» 阅读材料:
Regular Expression Matching, Leetcode 解题笔记

Implement regular expression matching with support for ‘.’ and ‘*’.

‘.’ Matches any single character.
‘*’ Matches zero or more of the preceding element.

The matching should cover the entire input string (not partial).

The function prototype should be:
bool isMatch(const char *s, const char *p)

Some examples:
isMatch(“aa”,”a”) → false
isMatch(“aa”,”aa”) → true
isMatch(“aaa”,”aa”) → false
isMatch(“aa”, “a*”) → true
isMatch(“aa”, “.*”) → true
isMatch(“ab”, “.*”) → true
isMatch(“aab”, “c*a*b”) → true

又是一道5星级难度的题,开始完全没有思路,感觉各种分支情况太多,很混乱,后来参考了这个前辈的代码:http://www.programcreek.com/2012/12/leetcode-regular-expression-matching-in-java/,恍然大悟,对其思路五体投地。

链接中的源代码很难懂,为了更清楚的展示代码思路,我对他精简过的代码做了修改并添加了注释,使其看起来更直观,让人更易懂,方便以后复习,也符合KISS原则。

主要思路是递归,每次比较s和p的第一个字符,难点主要集中在对’*’的处理,几种分支情况要想清楚。
主要有两个case:
case 1:p的第二个字符不是’*’,这种是简单情况。
case 2:p的第二个字符是’*’,这种情况相对复杂。

对于每次对比,还要注意p的第一个字符是否为’.’,如果是,则match,继续比较后面的。

public class Solution {
    public boolean isMatch(String s, String p) {
        //base case
        if(p.length() == 0){
            return s.length() == 0;
        }
        
        //special case
        if(p.length() == 1){
            
            //if the length of s is 0, return false
            if(s.length() < 1){
                return false;
            }
            
            /*if the first char of s and the first char of p is not the same, 
            and the char of p is not '.', return false */
            else if((p.charAt(0) != s.charAt(0)) && (p.charAt(0) != '.')){
                return false;
            }
            
            //otherwise, compare the rest of the string of s and p.

» 题目要求: 把上文正则表达式匹配解题笔记中从“Implement regular expression”到“the preceding element.”的这一段一字不差地抄写下来。

» 所给条目:
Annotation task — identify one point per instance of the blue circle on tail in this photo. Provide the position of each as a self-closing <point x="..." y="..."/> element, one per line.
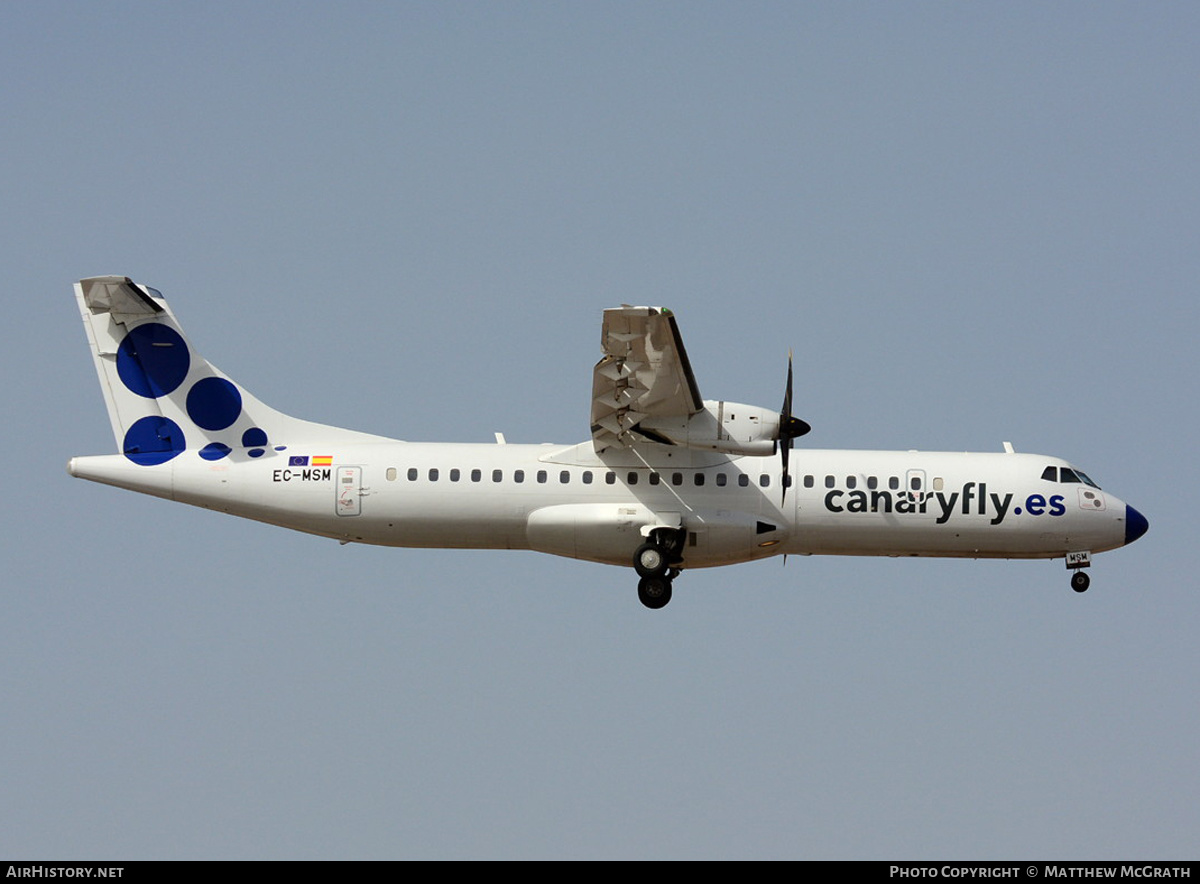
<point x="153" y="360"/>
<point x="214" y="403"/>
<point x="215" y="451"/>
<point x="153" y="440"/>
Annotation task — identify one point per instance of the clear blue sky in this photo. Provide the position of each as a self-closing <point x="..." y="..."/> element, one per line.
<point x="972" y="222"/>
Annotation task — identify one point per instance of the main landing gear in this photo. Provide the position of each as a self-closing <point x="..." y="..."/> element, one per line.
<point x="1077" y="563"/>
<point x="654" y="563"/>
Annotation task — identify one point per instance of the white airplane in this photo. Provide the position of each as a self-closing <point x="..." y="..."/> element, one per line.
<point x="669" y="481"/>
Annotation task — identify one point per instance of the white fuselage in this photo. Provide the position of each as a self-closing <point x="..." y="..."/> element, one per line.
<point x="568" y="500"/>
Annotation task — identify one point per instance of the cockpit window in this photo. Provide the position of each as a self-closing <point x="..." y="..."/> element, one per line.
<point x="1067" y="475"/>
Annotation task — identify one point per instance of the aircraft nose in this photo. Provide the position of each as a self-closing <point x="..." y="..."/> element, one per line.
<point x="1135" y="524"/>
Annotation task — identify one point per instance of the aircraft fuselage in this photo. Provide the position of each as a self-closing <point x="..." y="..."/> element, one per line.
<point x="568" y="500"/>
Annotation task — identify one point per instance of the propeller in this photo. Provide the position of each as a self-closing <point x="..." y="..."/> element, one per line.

» 解答:
Implement regular expression matching with support for ‘.’ and ‘*’.

‘.’ Matches any single character.
‘*’ Matches zero or more of the preceding element.